**Task to carry out**
Transcribe the data exactly, stopping after the "target: girl in" line.

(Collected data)
☆ ☆ ☆
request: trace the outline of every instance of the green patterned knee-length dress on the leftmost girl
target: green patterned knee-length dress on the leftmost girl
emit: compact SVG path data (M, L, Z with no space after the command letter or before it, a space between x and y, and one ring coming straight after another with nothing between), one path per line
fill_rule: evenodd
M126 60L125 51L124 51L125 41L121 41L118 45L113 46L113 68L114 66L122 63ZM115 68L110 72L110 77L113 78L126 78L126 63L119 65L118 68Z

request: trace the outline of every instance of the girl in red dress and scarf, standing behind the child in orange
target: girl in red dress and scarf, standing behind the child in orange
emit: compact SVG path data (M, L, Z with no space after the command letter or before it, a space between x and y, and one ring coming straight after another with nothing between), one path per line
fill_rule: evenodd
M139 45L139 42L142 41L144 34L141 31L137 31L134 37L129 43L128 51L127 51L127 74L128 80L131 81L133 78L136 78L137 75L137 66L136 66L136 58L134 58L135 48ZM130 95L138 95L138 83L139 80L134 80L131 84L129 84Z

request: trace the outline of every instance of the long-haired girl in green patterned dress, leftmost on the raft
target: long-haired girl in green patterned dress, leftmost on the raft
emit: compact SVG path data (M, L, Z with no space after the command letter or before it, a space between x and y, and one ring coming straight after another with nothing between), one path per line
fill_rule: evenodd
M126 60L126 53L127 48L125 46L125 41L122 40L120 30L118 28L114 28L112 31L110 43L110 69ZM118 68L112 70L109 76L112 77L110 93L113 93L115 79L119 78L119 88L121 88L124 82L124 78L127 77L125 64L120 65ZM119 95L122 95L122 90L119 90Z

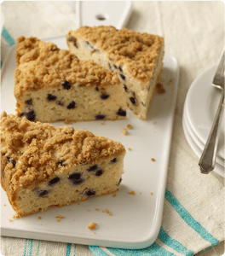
☆ ☆ ☆
**Answer space**
request: trace the outline of every instance of the green patterned knee-length dress on the leftmost girl
target: green patterned knee-length dress on the leftmost girl
emit: compact SVG path data (M, L, Z with no space after the command letter or before it, a space between x and y, and one ring coming straight after another with nothing between), one path per line
fill_rule: evenodd
M126 60L125 51L124 51L125 41L121 41L118 45L113 46L113 68L114 66L122 63ZM115 68L110 72L110 77L113 78L126 78L126 63L119 65L118 68Z

request: trace the outline of every instance of the girl in red dress and scarf, standing behind the child in orange
target: girl in red dress and scarf, standing behind the child in orange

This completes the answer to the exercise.